Work to do
Can you rewrite the listing from the line with "Segment the <item>green" up to and including the line with "[[[80,79],[0,79],[0,132],[69,133]]]", keeping the request lines and multiplying every vertex coordinate in the answers by 2.45, rounded to the nearest whole number with halves rounded up?

Data
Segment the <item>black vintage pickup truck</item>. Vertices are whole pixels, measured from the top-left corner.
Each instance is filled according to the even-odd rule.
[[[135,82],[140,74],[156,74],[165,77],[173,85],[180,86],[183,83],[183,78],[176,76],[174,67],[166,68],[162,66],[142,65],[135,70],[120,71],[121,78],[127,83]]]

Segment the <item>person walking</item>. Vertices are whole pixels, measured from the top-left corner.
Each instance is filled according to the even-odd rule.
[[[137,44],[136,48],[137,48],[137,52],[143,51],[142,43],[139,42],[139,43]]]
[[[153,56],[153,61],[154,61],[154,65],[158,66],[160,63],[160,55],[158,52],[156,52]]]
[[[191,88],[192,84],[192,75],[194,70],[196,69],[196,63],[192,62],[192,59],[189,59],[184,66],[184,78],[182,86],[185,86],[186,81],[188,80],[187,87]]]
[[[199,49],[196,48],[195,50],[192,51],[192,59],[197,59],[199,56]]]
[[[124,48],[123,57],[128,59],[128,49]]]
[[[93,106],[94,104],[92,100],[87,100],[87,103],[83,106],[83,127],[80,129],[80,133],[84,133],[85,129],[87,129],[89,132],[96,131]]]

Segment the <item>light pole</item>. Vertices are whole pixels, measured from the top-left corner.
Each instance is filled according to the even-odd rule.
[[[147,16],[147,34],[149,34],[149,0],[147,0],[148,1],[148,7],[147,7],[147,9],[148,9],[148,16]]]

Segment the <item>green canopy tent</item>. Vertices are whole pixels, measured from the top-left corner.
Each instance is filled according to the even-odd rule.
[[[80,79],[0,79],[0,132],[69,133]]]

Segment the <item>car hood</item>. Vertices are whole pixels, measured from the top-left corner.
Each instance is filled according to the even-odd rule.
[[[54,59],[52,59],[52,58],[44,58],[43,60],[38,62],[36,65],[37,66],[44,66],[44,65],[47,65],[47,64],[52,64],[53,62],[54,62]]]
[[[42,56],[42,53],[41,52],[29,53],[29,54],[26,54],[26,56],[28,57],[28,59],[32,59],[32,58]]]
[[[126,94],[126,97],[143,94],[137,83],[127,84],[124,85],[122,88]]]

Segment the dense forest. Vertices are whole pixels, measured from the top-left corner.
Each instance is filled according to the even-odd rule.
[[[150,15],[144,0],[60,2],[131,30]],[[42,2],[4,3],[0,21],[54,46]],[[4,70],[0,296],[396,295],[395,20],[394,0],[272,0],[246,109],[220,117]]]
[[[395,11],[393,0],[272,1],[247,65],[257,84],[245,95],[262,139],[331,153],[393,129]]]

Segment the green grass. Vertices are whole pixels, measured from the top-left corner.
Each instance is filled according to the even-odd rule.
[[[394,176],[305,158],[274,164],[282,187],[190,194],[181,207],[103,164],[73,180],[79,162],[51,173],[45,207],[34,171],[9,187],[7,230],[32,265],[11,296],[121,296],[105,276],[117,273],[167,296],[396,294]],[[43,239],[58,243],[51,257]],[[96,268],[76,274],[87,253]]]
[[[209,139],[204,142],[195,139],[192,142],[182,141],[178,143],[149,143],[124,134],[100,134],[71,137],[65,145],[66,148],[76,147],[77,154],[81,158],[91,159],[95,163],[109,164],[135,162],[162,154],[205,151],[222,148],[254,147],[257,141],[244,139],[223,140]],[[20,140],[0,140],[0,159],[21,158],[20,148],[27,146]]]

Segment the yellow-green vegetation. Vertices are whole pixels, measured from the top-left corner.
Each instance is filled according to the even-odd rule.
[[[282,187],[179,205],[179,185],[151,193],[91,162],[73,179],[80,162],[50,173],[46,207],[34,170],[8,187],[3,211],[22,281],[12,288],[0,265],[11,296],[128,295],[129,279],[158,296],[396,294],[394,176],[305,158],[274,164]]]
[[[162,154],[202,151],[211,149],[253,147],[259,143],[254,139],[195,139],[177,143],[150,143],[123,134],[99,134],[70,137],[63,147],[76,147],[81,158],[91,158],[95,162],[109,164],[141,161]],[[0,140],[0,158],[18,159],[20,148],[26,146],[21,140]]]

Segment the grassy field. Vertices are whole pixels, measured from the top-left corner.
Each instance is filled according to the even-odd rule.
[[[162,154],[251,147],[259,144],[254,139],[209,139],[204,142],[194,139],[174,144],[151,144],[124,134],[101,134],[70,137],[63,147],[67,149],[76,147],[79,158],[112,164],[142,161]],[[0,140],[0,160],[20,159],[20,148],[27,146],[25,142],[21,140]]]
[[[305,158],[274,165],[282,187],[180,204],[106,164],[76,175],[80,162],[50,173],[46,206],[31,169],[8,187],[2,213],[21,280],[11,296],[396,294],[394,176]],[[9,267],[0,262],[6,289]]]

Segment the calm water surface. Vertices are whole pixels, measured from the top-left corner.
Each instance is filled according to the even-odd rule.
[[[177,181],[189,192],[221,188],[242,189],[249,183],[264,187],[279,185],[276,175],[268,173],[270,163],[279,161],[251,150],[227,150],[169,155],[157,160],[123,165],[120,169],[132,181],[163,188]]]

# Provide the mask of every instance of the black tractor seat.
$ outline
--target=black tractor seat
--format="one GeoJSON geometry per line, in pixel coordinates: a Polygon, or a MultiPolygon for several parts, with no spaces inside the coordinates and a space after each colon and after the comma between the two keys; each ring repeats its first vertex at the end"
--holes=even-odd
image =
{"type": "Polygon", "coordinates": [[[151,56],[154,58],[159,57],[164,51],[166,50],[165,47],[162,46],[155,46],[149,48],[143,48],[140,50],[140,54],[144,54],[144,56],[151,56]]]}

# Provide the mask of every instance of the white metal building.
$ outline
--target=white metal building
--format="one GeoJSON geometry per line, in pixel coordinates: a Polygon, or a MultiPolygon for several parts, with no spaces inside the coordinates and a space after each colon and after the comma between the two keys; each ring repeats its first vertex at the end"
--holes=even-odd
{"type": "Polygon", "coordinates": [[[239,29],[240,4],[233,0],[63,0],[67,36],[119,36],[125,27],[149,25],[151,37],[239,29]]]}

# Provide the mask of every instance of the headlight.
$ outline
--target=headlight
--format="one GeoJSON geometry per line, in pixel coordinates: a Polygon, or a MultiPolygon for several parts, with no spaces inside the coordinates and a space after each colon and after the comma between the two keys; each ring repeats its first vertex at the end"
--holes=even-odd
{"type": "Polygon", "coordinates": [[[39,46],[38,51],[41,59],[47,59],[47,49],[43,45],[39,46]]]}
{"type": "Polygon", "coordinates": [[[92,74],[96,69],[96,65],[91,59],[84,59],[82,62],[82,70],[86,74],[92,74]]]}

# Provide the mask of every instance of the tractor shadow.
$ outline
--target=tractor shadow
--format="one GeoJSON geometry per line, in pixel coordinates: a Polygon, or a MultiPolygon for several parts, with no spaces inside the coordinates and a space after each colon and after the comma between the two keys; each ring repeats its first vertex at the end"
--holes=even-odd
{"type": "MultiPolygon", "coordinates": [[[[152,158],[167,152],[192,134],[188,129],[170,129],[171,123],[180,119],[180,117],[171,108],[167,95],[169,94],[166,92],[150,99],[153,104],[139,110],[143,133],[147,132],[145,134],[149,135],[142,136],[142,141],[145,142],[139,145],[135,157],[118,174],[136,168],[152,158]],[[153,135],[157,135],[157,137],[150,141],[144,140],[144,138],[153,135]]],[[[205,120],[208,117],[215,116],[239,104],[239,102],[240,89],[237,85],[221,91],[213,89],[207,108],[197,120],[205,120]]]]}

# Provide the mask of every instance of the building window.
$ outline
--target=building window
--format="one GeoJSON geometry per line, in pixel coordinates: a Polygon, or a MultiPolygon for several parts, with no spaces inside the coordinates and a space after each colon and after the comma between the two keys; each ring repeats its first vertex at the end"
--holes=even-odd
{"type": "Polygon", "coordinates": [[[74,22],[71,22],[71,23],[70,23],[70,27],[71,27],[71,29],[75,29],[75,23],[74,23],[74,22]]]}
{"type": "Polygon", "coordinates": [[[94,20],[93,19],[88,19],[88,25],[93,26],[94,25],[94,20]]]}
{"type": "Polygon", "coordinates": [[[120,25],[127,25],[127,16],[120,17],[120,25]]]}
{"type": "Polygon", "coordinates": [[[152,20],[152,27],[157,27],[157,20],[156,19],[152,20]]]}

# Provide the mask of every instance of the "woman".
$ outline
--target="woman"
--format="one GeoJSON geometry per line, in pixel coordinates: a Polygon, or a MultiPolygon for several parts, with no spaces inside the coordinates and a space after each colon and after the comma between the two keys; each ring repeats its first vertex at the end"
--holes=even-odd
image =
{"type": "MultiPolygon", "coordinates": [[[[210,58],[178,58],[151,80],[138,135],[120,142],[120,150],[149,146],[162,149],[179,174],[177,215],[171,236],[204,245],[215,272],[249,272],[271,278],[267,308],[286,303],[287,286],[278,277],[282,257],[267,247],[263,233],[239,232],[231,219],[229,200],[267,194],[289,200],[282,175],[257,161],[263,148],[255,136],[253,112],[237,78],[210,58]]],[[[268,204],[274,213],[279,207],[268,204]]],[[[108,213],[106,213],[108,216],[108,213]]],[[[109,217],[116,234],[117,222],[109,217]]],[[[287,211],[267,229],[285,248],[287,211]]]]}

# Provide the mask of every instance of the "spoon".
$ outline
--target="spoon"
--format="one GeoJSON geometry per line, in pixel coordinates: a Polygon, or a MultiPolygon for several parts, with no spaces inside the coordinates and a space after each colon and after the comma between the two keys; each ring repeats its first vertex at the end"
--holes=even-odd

Reply
Segment the <item>green canopy tent</item>. Vertices are whole pixels, measured from the top-left corner.
Each instance is filled according to the even-odd rule.
[[[196,194],[0,194],[0,323],[169,326]]]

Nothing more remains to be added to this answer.